Random Perl Content

Ruud H.G. van Tol rvtol at isolution.nl
Sun May 19 01:58:25 BST 2013


On 19/05/2013 02:26, Ruud H.G. van Tol wrote:
> On 18/05/2013 23:29, Abigail wrote:
>> On Sat, May 18, 2013 at 01:53:33PM -0700, Randy J. Ray wrote:
>
>>> (It's a pun, see, because I'm going to be asking about random number
>>> generators... get it? Get it...?)
>>>
>>> (Short, TL;DR summary: I'm looking for a pRNG that can have multiple
>>> instances at once that don't affect each others' stream of numbers. Does
>>> Math::Random::MT meet that criteria?)
>>>
>>> I considered posing this to Perlmonks, but I just don't frequent that
>>> site like I used to. And there are enough Large Perl Brains on this list
>>> that I should get as good an answer, if not better.
>>>
>>> I am looking for a pRNG (pseudo-Random Number Generator) module. But I
>>> have an unusual requirement-- I need to be able to instantiate multiple
>>> *independent* generators, that can take seeds for the sake of
>>> reproducible results. Let me explain...
>>>
>>> My current (paying) job is writing frameworks for automated QA of my
>>> company's software (mainly the operating system that runs our storage
>>> servers). We are working on a new approach to how we structure some of
>>> our tests, and that happens to involve the potential of using some
>>> randomization to select different paths over a directed graph. But, this
>>> being QA-oriented, even if something runs with a degree of randomness to
>>> it, it needs to be reproducible at a later time. So, no problem, just
>>> create a seed for srand() and log that seed, and also provide users a
>>> way to specify a seed at the start. Then you can just re-use the seed
>>> and reproduce your results. Right? Well, not exactly...

_SHORT TASK:_ Can you condense the paragraph of the post that starts "My current (paying) job" into a short bulleted list that keeps its main facts? Answer using only the post, without the listing.

_MATERIAL SUPPLIED:_
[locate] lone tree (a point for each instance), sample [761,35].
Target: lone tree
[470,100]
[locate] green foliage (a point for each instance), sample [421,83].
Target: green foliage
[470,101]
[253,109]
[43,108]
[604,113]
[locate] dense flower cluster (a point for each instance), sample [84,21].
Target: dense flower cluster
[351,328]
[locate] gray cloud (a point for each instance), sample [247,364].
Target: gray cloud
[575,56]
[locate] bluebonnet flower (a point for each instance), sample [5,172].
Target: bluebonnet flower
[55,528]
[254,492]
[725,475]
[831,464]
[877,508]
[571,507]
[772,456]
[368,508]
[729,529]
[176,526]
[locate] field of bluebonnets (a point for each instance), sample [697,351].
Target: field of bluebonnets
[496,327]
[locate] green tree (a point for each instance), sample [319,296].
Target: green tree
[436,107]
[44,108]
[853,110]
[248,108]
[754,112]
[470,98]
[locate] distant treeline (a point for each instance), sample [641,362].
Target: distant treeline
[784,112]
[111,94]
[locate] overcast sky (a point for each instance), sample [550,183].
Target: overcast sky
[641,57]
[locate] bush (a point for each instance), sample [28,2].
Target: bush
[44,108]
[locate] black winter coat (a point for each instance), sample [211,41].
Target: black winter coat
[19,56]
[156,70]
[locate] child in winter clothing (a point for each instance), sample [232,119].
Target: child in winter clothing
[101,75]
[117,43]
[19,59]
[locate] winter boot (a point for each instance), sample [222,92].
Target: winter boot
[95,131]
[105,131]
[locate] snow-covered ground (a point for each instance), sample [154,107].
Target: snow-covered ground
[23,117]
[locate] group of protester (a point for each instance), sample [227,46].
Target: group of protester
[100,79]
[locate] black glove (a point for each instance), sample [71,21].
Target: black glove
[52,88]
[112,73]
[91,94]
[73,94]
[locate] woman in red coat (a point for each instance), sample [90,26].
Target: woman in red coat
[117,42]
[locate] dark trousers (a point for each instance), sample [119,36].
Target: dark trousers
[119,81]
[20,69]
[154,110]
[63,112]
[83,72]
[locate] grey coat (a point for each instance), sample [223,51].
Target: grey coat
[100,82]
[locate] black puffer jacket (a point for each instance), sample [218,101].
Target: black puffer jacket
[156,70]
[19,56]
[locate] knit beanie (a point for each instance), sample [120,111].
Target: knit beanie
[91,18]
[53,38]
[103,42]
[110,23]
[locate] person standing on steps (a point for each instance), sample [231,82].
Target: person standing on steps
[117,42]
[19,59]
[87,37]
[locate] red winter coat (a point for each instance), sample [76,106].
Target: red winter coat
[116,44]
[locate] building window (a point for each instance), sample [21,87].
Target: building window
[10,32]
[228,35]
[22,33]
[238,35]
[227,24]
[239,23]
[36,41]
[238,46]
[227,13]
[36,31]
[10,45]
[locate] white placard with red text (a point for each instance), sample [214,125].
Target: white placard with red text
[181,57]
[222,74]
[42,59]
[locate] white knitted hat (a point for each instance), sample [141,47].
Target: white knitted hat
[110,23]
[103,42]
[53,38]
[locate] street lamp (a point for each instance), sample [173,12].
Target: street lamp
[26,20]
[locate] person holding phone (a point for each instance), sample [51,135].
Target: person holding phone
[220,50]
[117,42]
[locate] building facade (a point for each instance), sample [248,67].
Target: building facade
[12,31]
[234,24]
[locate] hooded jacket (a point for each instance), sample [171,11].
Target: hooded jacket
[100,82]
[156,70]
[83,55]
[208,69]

_EXPECTED ANSWER:_
- The writer's paid job is building automated QA frameworks for the company's software, mainly the operating system on its storage servers.
- A new way of structuring tests may use randomization to pick different paths over a directed graph.
- Because this is QA work, any randomized run has to be reproducible later.
- The apparent fix is to create a seed for srand(), log it, let users set a seed at the start, and reuse it to reproduce results, but that doesn't fully work.